» **EXTRACT**:

● ● ● ● ●

Prabhudas Lilladher has said in a note that “Management in its recent conference call highlighted that FY23 order pipeline remains healthy, with expected orders such as Akash missile system, warfare system, radars, naval fire control system etc. and the company expects to bag orders worth ~Rs200bn. Given robust order book (Rs553.3bn, 3.3xTTM revenue), management guided for revenue growth of ~15% with EBITDA margin in range of 21-23% for FY23. Exports opportunity stands strong and management expect to bag orders of ~US$400-450mn in FY23 vs US$180mn in FY22. Company has also been focusing on diversifying in non-defense verticals such as EV, metros, electronic warfare, healthcare, homeland security etc. Capex of ~Rs30bn has been planned for capacity expansion of which Rs20bn has already been completed and ~Rs10bn is expected to be incurred in FY23."
“We remain positive on long term growth story of BEL given 1) its strong order backlog, 2) order pipeline and 3) diversification in newer business verticals like EV battery, Medical equipments, Metro, focus on exports market, government focus on product indigenization etc. We have revised our earnings estimate by 1.9%/3.4% for FY23/24 factoring in higher other income. The stock is currently trading at 22.9x/19.1x FY23/24E. Maintain ‘Buy’ rating on stock with revised TP of Rs295 (Rs285 earlier) valuing it at PE of 21x FY24E (same as earlier)," said the research analysts of Prabhudas Lilladher.
“Overall, expected double digit revenue, order inflow growth, sustained margins and strong order book to ensure better performance. We remain long term positive and retain our BUY rating on the stock. We value BEL at ₹315 i.e. 25x P/E on FY24E EPS," said ICICI Securities.
As per ICICI Securities, the key triggers for future price performance of BEL are strategy to diversify into non-defence areas, focus on increasing exports and services share would aid long term growth and help de-risk its business, strong order pipeline in FY23-24E, we expect revenue, EBITDA to grow at a CAGR of ~16.8%, 16.3%, respectively, in FY22-FY24E aided by sustained margins in range of 21-22% and strong balance sheet, double digit returns ratios.
The views and recommendations made above are those of individual analysts or broking companies, and not of Mint.

● ● ● ● ●

» **SUPPLIED MATERIAL**:

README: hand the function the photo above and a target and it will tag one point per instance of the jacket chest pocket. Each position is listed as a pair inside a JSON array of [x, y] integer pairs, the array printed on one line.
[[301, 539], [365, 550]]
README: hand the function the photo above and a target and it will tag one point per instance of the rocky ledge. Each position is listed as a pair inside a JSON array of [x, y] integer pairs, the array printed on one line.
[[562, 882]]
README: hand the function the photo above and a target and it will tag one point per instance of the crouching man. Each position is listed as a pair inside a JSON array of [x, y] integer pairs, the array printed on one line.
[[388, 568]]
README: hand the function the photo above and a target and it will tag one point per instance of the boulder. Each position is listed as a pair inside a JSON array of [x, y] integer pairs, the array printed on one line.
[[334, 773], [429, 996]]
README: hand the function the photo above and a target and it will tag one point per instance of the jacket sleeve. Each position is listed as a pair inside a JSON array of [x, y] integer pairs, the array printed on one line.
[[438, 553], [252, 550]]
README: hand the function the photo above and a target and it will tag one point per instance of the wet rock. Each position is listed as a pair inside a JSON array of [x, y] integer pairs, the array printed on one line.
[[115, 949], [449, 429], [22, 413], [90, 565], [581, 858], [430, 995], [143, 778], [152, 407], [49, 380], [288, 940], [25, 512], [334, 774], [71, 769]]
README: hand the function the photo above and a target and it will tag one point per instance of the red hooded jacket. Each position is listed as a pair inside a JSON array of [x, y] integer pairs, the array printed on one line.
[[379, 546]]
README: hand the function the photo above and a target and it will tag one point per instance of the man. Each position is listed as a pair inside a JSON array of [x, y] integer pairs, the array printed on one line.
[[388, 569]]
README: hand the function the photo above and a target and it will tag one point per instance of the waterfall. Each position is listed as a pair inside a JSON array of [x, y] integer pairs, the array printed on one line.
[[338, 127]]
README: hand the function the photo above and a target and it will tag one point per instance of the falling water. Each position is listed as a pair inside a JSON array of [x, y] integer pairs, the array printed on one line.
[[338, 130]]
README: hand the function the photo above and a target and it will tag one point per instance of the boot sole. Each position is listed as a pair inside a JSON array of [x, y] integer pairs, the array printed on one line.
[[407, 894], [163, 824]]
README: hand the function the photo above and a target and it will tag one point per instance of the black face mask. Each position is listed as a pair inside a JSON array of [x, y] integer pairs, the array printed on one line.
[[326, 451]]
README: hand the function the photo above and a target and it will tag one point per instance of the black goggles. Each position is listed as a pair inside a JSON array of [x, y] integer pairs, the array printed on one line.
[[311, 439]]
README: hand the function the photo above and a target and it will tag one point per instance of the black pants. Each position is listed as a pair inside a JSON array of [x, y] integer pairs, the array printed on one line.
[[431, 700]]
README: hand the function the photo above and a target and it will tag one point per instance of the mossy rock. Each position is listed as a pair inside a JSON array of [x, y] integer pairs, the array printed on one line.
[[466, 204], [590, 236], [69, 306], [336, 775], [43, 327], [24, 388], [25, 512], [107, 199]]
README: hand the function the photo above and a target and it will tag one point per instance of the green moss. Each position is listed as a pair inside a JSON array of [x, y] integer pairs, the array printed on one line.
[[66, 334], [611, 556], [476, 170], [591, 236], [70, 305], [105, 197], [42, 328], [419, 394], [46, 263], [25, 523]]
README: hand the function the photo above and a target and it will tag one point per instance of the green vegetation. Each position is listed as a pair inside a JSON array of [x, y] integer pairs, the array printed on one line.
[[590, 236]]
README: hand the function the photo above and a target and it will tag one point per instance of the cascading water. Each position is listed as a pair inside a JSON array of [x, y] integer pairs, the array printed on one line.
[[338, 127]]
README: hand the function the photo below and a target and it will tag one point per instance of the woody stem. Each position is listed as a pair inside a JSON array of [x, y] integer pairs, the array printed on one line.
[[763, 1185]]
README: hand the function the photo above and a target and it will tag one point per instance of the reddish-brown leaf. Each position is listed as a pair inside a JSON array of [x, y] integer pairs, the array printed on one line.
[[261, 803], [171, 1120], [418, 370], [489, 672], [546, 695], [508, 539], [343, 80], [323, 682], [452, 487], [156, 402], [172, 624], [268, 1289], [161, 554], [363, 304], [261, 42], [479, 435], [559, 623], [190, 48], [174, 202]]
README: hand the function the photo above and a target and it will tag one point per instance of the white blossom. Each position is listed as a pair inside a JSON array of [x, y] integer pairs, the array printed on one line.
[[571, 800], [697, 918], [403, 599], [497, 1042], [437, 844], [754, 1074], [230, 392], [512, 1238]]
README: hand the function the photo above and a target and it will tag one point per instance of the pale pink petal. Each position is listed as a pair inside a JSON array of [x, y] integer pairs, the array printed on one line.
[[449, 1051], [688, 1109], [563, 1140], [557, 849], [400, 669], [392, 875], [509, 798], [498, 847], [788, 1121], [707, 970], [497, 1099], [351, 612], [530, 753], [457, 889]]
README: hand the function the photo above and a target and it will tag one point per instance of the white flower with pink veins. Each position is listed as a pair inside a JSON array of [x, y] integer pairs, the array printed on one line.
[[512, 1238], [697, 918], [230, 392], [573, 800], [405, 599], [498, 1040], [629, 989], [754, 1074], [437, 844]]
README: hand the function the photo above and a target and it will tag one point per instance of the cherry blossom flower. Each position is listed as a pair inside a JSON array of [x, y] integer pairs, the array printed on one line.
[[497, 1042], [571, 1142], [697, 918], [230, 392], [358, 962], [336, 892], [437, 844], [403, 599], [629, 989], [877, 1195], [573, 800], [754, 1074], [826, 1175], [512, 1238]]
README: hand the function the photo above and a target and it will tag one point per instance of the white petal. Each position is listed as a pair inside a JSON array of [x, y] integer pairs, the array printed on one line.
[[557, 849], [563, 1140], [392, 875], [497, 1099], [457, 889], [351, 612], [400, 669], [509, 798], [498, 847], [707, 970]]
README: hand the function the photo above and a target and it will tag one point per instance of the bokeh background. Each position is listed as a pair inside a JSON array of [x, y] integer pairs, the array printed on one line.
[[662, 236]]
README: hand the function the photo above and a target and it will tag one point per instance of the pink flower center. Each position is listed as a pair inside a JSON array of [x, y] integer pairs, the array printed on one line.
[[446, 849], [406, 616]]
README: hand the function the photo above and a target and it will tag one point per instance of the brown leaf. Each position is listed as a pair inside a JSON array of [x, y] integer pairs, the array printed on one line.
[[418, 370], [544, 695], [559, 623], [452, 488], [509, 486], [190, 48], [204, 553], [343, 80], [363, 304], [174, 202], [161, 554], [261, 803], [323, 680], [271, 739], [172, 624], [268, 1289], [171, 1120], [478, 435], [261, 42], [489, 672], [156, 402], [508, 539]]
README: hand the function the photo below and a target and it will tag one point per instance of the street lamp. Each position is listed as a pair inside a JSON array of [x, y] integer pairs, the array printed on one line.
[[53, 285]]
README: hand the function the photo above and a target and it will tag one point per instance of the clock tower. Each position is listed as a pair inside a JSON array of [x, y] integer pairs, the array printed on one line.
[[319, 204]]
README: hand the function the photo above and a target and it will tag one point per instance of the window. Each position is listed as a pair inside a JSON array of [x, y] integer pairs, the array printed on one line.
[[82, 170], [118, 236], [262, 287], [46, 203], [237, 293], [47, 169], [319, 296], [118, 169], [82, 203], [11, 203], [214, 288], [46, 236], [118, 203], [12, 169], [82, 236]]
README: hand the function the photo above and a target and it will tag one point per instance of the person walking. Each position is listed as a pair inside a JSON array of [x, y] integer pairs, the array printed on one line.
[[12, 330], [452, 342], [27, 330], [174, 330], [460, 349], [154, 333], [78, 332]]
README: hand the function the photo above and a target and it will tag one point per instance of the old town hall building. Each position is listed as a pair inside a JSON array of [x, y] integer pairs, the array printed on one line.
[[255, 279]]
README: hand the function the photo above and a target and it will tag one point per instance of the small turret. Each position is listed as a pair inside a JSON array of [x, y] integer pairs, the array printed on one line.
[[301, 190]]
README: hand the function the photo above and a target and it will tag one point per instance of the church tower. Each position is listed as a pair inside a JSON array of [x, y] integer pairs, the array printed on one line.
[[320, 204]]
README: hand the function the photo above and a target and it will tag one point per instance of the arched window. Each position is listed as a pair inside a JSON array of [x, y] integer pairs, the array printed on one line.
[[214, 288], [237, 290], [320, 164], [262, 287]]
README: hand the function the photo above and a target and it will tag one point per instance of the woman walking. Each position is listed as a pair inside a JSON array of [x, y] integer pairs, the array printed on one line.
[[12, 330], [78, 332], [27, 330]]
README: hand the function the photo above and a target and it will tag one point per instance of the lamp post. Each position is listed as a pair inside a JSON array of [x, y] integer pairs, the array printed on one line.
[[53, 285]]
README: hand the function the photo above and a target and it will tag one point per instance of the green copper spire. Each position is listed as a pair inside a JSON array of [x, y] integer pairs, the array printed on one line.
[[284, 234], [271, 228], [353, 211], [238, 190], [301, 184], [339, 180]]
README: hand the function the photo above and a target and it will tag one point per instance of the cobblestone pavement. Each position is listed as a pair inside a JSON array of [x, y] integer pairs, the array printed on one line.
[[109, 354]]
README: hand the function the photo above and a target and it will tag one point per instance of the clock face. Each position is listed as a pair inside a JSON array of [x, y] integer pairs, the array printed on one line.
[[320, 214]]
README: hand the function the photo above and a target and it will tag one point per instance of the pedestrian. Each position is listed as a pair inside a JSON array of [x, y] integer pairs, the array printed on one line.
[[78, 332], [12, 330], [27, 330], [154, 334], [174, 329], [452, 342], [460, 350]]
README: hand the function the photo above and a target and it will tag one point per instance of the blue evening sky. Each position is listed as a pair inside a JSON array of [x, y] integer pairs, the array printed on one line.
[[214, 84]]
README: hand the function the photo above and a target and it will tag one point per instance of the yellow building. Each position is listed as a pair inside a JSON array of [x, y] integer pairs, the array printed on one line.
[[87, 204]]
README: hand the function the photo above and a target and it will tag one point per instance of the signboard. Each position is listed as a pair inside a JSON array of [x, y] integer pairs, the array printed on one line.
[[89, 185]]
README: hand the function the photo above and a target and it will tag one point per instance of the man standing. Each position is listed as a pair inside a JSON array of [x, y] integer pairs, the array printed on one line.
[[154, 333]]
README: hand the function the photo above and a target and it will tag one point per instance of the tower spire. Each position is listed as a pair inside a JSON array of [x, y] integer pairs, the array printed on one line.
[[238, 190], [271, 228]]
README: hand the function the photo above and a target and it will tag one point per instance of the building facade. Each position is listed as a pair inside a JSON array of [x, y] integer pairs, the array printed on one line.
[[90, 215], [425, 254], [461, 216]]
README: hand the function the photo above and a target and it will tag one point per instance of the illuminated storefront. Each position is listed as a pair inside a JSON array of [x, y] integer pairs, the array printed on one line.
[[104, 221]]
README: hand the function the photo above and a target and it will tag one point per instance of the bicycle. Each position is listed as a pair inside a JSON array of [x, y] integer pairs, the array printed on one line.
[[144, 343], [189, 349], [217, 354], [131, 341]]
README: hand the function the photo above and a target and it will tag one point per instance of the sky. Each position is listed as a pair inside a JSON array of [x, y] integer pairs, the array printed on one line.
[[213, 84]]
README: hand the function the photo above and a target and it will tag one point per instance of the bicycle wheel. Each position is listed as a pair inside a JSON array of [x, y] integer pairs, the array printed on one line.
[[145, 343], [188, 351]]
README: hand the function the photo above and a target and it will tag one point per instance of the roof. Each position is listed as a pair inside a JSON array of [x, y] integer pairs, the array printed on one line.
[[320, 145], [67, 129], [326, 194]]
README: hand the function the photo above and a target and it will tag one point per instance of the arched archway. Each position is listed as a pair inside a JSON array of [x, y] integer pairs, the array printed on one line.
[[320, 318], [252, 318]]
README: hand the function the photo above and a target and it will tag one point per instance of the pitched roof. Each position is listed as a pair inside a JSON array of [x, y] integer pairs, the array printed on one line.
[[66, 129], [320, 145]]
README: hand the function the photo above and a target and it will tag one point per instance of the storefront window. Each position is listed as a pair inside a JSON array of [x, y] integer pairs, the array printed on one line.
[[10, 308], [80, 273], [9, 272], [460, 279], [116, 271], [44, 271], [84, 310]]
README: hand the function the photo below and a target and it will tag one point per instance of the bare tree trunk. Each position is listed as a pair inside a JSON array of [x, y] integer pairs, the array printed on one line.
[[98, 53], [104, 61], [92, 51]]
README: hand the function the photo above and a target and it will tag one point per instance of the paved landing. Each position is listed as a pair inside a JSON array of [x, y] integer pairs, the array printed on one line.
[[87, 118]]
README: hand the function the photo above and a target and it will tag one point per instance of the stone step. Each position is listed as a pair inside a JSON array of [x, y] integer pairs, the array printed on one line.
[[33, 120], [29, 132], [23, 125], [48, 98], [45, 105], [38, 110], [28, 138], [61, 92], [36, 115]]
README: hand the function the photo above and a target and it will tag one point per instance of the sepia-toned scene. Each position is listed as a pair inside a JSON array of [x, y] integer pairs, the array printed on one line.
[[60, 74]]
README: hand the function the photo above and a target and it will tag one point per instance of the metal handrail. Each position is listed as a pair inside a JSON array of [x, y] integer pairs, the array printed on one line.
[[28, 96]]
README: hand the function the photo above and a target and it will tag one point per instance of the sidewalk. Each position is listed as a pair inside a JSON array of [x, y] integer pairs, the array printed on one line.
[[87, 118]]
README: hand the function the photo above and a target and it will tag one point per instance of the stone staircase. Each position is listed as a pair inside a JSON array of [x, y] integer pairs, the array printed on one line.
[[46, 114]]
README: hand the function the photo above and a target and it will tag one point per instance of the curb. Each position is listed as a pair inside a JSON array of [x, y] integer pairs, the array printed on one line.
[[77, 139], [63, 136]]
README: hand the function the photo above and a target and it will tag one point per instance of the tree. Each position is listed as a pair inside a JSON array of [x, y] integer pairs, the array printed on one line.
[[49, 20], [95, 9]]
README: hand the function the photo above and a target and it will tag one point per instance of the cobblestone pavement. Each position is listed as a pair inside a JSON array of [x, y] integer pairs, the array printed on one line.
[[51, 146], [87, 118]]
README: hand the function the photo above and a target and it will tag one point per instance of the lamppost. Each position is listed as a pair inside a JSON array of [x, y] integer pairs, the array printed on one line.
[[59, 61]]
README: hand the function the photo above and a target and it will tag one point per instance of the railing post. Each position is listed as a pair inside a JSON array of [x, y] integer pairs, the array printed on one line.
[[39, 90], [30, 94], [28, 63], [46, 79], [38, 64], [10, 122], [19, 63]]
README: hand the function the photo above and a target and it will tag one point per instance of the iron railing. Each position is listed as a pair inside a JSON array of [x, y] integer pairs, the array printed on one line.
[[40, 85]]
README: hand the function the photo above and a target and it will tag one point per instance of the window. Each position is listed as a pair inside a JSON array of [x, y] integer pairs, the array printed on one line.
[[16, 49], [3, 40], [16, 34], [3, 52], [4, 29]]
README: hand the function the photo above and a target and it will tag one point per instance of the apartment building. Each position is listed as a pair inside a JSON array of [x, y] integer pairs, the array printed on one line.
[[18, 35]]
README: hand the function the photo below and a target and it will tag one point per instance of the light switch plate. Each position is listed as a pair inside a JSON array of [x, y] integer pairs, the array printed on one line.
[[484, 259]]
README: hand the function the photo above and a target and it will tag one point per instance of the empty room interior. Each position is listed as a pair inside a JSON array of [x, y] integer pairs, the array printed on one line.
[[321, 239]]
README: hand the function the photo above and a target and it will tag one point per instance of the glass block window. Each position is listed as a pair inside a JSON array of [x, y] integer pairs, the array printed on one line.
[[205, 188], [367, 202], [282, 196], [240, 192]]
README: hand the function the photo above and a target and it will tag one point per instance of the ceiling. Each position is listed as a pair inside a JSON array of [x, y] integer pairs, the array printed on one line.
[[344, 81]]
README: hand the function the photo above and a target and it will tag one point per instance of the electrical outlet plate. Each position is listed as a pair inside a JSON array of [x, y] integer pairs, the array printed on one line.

● ● ● ● ●

Please transcribe the analyst commentary on BEL from the top of the page, word for word and in full.

Prabhudas Lilladher has said in a note that “Management in its recent conference call highlighted that FY23 order pipeline remains healthy, with expected orders such as Akash missile system, warfare system, radars, naval fire control system etc. and the company expects to bag orders worth ~Rs200bn. Given robust order book (Rs553.3bn, 3.3xTTM revenue), management guided for revenue growth of ~15% with EBITDA margin in range of 21-23% for FY23. Exports opportunity stands strong and management expect to bag orders of ~US$400-450mn in FY23 vs US$180mn in FY22. Company has also been focusing on diversifying in non-defense verticals such as EV, metros, electronic warfare, healthcare, homeland security etc. Capex of ~Rs30bn has been planned for capacity expansion of which Rs20bn has already been completed and ~Rs10bn is expected to be incurred in FY23."
“We remain positive on long term growth story of BEL given 1) its strong order backlog, 2) order pipeline and 3) diversification in newer business verticals like EV battery, Medical equipments, Metro, focus on exports market, government focus on product indigenization etc. We have revised our earnings estimate by 1.9%/3.4% for FY23/24 factoring in higher other income. The stock is currently trading at 22.9x/19.1x FY23/24E. Maintain ‘Buy’ rating on stock with revised TP of Rs295 (Rs285 earlier) valuing it at PE of 21x FY24E (same as earlier)," said the research analysts of Prabhudas Lilladher.
“Overall, expected double digit revenue, order inflow growth, sustained margins and strong order book to ensure better performance. We remain long term positive and retain our BUY rating on the stock. We value BEL at ₹315 i.e. 25x P/E on FY24E EPS," said ICICI Securities.
As per ICICI Securities, the key triggers for future price performance of BEL are strategy to diversify into non-defence areas, focus on increasing exports and services share would aid long term growth and help de-risk its business, strong order pipeline in FY23-24E, we expect revenue, EBITDA to grow at a CAGR of ~16.8%, 16.3%, respectively, in FY22-FY24E aided by sustained margins in range of 21-22% and strong balance sheet, double digit returns ratios.
The views and recommendations made above are those of individual analysts or broking companies, and not of Mint.